** Opening TEXT EXCERPT block **

The Risks of Joint Bank Accounts

One phrase that I frequently hear from clients in our office is some version of this: “My child is already on the bank account.” When I follow up and ask in what manner their child is on the account, the client can’t really explain what they mean.

This is because there are a lot of ways a person can be “put on” a bank account. They can be named as a beneficiary on a transfer-on-death or payable-on-death account. Or they can be named as an authorized signor on the account or assigned as an attorney-in-fact under a Power of Attorney document. Or they can be named as an owner of the account.

As we age, it’s natural to want to ensure our loved ones can access our finances if we become ill or pass away. To facilitate this, many people consider adding a family member as a joint owner on their bank accounts. However, this approach can lead to unintended and sometimes negative consequences.

Many financial institutions are becoming increasingly unwilling to simply “add” a son, daughter, niece, or nephew onto a bank account as an owner, and there are some good reasons for this hesitation.

I encourage my clients to consider alternatives to this for a multitude of reasons, the most important being:

  1. Loss of control: Once you add someone to your account, they have equal rights to access the funds. They can withdraw money without your permission, potentially leaving you financially vulnerable.

  2. Creditor risks: If the co-owner faces legal judgments or declares bankruptcy, your account could be at risk. Creditors may be able to seize funds from the joint account to satisfy the co-owner’s debts.

  3. Medicaid eligibility: Adding a joint owner could be seen as a gift, potentially affecting your Medicaid eligibility if you need long-term care within five years.

  4. Estate planning complications: The funds in a joint account typically pass to the co-owner upon your death, potentially bypassing your will and creating conflicts with your intended estate plan.

  5. Tax implications: Large deposits into a joint account could trigger gift tax issues for the original owner.

  6. Divorce complications: If the added family member goes through a divorce, your account could become part of their marital assets. This could lead to your finances being scrutinized in divorce proceedings or even partially awarded to your family member’s ex-spouse.

Instead of joint ownership, consider these alternatives:

  1. Durable Power of Attorney: This legal document allows your chosen agent to manage your finances if you become incapacitated, without giving them ownership of your assets.

  2. Payable-on-Death designation: This allows you to name a beneficiary who can access the account after your passing, without having rights to it while you’re alive.

  3. Living Trust: This can provide for management of your assets during incapacity and smooth transfer upon death, while allowing you to maintain control during your lifetime.

These options offer more protection and flexibility than joint ownership. Every situation is unique, so it’s crucial to consult with an experienced elder law attorney to determine the best approach for your circumstances.

** Closing TEXT EXCERPT block **

TASK LIST:
[1] List the risks of adding a joint owner that the article on joint bank accounts names in its numbered list.
[2] Answer these from the article on joint bank accounts:
(a) Which relatives does it say financial institutions are increasingly unwilling to add onto an account as an owner?
(b) Within how many years of needing long-term care could adding a joint owner affect Medicaid eligibility?
(c) What kind of attorney does it say to consult?

** Opening RECORD SET block **

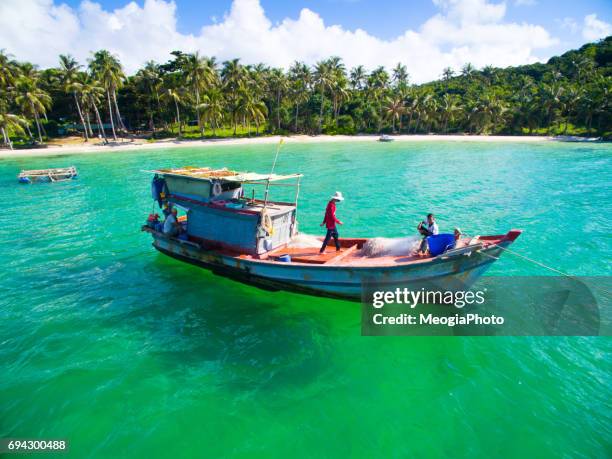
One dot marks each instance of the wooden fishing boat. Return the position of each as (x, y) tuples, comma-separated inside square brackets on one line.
[(47, 175), (249, 240)]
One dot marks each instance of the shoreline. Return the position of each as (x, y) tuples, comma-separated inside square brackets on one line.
[(140, 144)]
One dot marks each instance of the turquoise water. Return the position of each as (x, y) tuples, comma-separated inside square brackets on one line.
[(127, 353)]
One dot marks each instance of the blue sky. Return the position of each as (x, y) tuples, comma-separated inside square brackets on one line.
[(425, 35), (390, 18)]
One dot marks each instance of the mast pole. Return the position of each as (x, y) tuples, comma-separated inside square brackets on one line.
[(271, 172)]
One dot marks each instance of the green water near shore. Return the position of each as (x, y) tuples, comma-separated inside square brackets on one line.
[(127, 353)]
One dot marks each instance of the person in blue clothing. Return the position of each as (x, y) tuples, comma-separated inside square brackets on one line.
[(427, 228)]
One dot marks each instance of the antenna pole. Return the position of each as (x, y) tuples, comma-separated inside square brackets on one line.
[(271, 172)]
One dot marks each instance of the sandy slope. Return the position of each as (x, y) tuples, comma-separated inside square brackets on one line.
[(173, 143)]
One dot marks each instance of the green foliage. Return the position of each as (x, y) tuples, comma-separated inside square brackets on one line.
[(193, 96)]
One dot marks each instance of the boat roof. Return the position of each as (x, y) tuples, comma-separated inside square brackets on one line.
[(207, 173), (57, 170)]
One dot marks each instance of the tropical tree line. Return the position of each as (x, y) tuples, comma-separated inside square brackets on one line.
[(194, 95)]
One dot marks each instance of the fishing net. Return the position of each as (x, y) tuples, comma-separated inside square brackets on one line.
[(381, 246)]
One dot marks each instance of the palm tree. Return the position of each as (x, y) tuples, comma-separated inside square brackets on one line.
[(449, 108), (252, 109), (358, 77), (32, 99), (394, 109), (199, 75), (377, 84), (551, 98), (174, 96), (212, 109), (7, 70), (233, 76), (447, 73), (400, 75), (107, 69), (323, 79), (279, 85), (69, 71), (10, 122), (150, 76), (300, 78), (92, 93), (468, 70)]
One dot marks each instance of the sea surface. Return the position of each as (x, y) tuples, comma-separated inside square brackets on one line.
[(127, 353)]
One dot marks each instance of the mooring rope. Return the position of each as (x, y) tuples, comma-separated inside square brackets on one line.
[(538, 263)]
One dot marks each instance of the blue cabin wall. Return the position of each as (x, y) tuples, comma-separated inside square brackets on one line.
[(231, 228)]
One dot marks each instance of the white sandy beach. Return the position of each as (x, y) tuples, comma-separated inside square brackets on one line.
[(137, 145)]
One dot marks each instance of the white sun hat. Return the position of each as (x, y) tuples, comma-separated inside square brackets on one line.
[(338, 196)]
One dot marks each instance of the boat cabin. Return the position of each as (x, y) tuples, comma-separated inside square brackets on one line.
[(220, 215)]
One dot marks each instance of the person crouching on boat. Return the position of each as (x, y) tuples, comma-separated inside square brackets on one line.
[(428, 228), (330, 221), (171, 224)]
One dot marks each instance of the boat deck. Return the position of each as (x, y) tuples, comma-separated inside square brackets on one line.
[(345, 256), (350, 253)]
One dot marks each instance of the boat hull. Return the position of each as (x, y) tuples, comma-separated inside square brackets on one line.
[(337, 281)]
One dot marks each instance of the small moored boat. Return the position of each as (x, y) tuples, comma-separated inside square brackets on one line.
[(250, 240), (47, 175)]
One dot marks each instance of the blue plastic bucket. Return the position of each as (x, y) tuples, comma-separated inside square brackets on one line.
[(440, 242)]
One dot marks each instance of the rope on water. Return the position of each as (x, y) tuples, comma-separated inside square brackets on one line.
[(531, 260), (550, 268)]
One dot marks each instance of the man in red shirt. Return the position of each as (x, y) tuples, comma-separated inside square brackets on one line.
[(330, 221)]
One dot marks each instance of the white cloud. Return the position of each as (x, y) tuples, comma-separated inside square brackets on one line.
[(594, 28), (462, 31), (569, 24)]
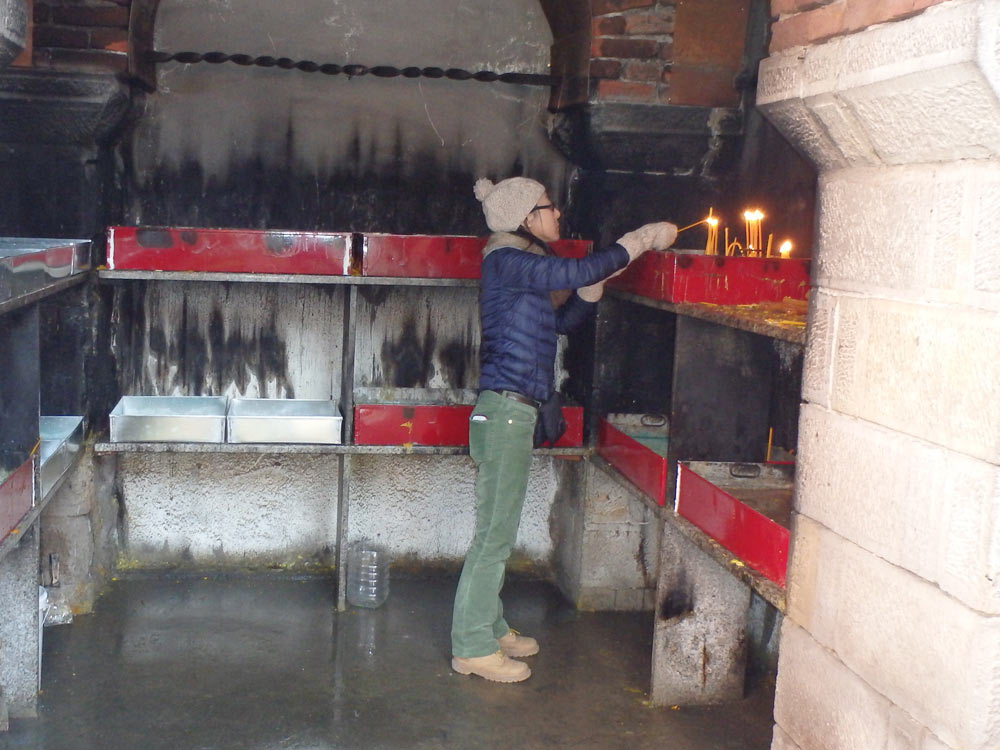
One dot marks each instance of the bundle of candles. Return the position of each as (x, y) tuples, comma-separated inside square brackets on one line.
[(754, 247)]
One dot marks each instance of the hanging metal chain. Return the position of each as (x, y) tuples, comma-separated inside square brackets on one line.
[(332, 69)]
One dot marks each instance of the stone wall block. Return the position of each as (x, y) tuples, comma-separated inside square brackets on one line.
[(886, 79), (870, 224), (799, 125), (882, 617), (965, 123), (781, 741), (921, 346), (922, 232), (816, 365), (915, 504), (986, 245), (845, 129), (819, 703), (19, 673)]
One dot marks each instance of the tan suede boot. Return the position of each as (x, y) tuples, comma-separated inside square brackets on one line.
[(515, 644), (495, 667)]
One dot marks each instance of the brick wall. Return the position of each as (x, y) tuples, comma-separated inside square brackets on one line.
[(74, 35), (667, 51), (801, 22)]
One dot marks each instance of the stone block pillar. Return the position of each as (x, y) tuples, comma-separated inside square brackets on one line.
[(891, 634), (699, 638), (19, 630)]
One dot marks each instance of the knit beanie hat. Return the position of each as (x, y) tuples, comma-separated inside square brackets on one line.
[(508, 202)]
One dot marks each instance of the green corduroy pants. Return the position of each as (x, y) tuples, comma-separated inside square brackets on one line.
[(500, 442)]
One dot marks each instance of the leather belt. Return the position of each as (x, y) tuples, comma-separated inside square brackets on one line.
[(519, 397)]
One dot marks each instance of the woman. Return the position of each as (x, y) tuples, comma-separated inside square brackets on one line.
[(519, 335)]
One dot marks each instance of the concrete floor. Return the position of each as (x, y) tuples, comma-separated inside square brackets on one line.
[(266, 662)]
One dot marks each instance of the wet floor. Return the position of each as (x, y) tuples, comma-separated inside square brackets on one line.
[(264, 663)]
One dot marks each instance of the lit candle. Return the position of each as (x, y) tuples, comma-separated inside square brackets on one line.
[(712, 243)]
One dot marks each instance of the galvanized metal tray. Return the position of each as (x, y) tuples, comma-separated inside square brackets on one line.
[(185, 419), (30, 263), (61, 441), (263, 420)]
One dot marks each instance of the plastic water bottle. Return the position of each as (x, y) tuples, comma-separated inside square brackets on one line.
[(367, 573)]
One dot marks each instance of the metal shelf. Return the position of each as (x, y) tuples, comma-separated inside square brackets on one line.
[(280, 278), (766, 588), (41, 293), (776, 320), (106, 448)]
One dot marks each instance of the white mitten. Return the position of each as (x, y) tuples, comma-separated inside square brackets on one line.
[(659, 235)]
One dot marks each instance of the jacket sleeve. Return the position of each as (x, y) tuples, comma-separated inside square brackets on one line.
[(517, 269), (573, 312)]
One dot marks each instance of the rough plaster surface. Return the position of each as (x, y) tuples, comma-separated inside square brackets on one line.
[(912, 643), (619, 552), (286, 338), (79, 525), (425, 507), (699, 633), (870, 99), (325, 124), (19, 631), (915, 504), (228, 509)]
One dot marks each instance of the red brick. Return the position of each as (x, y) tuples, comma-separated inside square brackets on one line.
[(605, 68), (603, 7), (624, 48), (808, 28), (625, 91), (786, 7), (89, 15), (702, 87), (61, 36), (711, 33), (643, 71), (652, 23), (609, 26)]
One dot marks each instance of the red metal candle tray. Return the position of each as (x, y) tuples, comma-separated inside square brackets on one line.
[(17, 496), (720, 280), (228, 251), (420, 256), (644, 467), (336, 254), (432, 424), (744, 507)]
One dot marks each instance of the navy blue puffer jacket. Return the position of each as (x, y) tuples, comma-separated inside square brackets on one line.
[(519, 324)]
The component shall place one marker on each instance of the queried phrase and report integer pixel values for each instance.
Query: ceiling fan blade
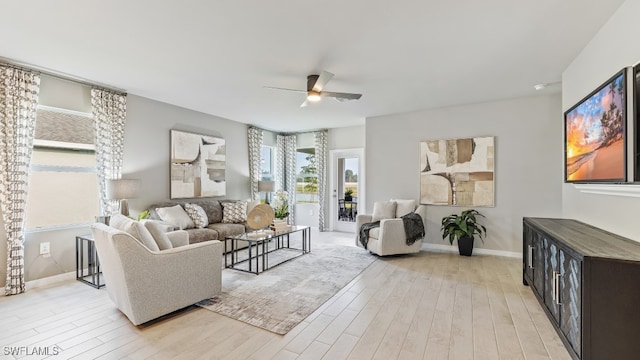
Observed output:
(323, 79)
(275, 88)
(341, 96)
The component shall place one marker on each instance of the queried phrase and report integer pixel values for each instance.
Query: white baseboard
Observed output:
(34, 284)
(479, 251)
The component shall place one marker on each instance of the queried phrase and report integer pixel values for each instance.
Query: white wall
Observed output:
(528, 173)
(351, 137)
(613, 48)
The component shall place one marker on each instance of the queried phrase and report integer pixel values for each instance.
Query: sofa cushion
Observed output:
(251, 204)
(135, 229)
(176, 216)
(197, 214)
(159, 235)
(234, 212)
(212, 207)
(383, 210)
(404, 207)
(200, 235)
(225, 230)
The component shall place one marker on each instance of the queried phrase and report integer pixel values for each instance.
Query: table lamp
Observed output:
(122, 189)
(266, 187)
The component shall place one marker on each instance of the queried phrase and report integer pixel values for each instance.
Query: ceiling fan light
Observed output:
(313, 96)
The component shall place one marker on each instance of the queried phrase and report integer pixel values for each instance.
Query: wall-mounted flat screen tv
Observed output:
(595, 139)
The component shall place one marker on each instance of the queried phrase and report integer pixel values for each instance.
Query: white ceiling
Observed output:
(216, 56)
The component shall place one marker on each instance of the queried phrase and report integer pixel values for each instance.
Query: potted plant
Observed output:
(464, 228)
(348, 195)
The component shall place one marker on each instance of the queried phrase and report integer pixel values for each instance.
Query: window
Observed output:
(268, 167)
(267, 163)
(63, 183)
(307, 180)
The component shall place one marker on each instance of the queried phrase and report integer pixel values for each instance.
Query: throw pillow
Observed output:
(135, 229)
(234, 212)
(383, 210)
(251, 204)
(404, 207)
(159, 235)
(175, 215)
(197, 214)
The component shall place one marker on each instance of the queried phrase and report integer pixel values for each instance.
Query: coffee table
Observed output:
(264, 251)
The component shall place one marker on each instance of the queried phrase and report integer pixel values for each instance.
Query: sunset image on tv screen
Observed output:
(595, 136)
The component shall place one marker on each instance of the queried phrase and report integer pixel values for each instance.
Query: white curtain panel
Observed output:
(19, 91)
(109, 110)
(321, 163)
(286, 148)
(255, 159)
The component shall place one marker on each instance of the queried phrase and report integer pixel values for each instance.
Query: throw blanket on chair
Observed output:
(413, 229)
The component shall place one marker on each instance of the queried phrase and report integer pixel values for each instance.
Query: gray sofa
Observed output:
(216, 230)
(146, 284)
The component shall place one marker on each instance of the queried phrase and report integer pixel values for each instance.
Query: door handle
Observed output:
(553, 286)
(557, 285)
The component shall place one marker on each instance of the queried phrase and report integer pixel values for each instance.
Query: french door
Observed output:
(347, 173)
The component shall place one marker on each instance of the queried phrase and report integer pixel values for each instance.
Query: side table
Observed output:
(86, 249)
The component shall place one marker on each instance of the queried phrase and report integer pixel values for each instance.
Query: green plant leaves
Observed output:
(463, 225)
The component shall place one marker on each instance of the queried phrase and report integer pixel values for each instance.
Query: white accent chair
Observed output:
(390, 237)
(146, 284)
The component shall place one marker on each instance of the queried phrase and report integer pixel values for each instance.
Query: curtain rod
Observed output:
(58, 75)
(289, 133)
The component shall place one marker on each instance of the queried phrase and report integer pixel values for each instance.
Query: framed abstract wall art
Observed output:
(198, 165)
(458, 172)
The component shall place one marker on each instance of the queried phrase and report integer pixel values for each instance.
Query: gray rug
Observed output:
(280, 298)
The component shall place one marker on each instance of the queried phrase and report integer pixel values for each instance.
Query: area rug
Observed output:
(281, 297)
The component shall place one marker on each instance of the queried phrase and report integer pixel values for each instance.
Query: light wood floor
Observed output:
(425, 306)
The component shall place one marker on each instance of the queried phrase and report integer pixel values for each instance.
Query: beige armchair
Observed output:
(390, 238)
(146, 284)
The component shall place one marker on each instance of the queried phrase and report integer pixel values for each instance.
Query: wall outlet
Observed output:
(45, 248)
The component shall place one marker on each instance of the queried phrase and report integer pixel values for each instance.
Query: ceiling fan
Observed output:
(315, 84)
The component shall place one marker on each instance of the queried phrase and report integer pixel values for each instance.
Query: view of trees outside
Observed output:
(351, 175)
(307, 180)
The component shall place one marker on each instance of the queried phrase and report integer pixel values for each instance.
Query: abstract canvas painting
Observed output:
(457, 172)
(198, 165)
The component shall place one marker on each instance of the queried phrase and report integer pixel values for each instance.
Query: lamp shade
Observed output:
(122, 189)
(266, 186)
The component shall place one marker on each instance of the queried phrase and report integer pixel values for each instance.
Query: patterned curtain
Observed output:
(321, 163)
(19, 91)
(255, 160)
(286, 148)
(109, 112)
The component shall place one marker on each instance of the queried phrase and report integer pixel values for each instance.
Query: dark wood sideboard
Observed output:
(588, 283)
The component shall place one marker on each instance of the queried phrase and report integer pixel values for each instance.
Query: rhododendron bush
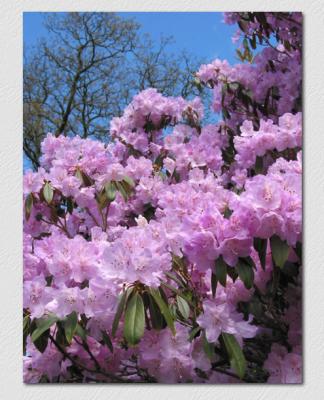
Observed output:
(172, 254)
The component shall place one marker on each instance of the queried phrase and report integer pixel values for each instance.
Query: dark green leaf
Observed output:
(299, 250)
(48, 192)
(260, 246)
(163, 308)
(83, 177)
(220, 270)
(129, 181)
(213, 283)
(194, 333)
(134, 320)
(235, 354)
(120, 310)
(69, 205)
(157, 319)
(122, 190)
(70, 325)
(42, 341)
(209, 348)
(245, 272)
(106, 339)
(110, 191)
(183, 307)
(280, 251)
(258, 168)
(42, 325)
(79, 331)
(28, 205)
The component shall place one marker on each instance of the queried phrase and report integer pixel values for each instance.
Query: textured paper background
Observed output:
(11, 386)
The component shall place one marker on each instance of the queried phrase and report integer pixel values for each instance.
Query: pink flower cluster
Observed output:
(162, 256)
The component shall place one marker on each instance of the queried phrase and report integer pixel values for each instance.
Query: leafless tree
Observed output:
(88, 70)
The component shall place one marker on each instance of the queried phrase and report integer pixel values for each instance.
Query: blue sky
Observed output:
(202, 34)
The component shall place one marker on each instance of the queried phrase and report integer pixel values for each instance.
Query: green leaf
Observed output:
(70, 325)
(42, 341)
(84, 178)
(121, 190)
(110, 191)
(26, 322)
(260, 246)
(280, 251)
(157, 319)
(80, 331)
(120, 310)
(102, 199)
(209, 348)
(163, 308)
(28, 205)
(69, 205)
(43, 324)
(258, 168)
(213, 283)
(193, 333)
(107, 341)
(220, 271)
(235, 354)
(299, 250)
(48, 192)
(183, 307)
(129, 181)
(134, 320)
(245, 272)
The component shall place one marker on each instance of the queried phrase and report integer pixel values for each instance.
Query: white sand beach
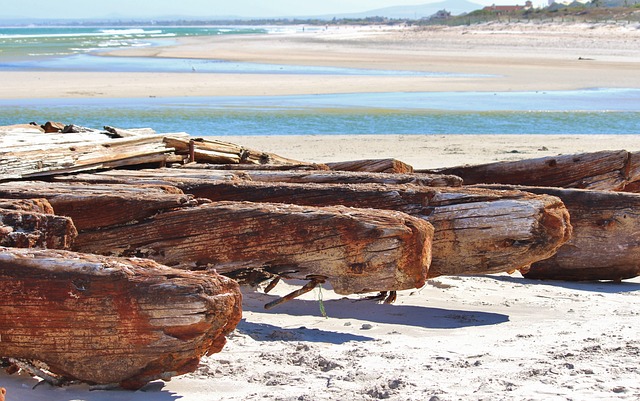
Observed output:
(496, 337)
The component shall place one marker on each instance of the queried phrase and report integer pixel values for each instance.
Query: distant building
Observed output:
(508, 9)
(440, 15)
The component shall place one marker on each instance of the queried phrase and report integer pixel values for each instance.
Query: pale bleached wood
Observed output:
(605, 170)
(28, 229)
(606, 236)
(356, 250)
(109, 320)
(373, 166)
(24, 155)
(215, 151)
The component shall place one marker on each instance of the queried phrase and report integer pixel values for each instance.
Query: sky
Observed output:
(244, 8)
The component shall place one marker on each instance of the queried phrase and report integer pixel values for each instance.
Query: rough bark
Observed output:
(606, 170)
(606, 237)
(373, 166)
(26, 229)
(176, 176)
(477, 231)
(108, 320)
(356, 250)
(100, 205)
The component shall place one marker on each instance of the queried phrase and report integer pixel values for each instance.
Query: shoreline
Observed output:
(520, 57)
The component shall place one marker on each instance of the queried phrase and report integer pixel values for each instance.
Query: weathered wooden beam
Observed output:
(477, 231)
(356, 250)
(100, 205)
(373, 166)
(108, 320)
(605, 170)
(27, 229)
(215, 151)
(177, 176)
(606, 236)
(25, 154)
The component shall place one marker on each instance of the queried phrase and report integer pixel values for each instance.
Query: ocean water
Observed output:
(597, 111)
(589, 111)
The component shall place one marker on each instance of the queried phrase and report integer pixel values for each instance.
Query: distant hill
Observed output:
(455, 7)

** Closing RECORD SET block **

RESPONSES TO THE EXERCISE:
[1]
1. Loss of control
2. Creditor risks
3. Medicaid eligibility
4. Estate planning complications
5. Tax implications
6. Divorce complications

[2]
(a) A son, daughter, niece, or nephew.
(b) Five years.
(c) An experienced elder law attorney.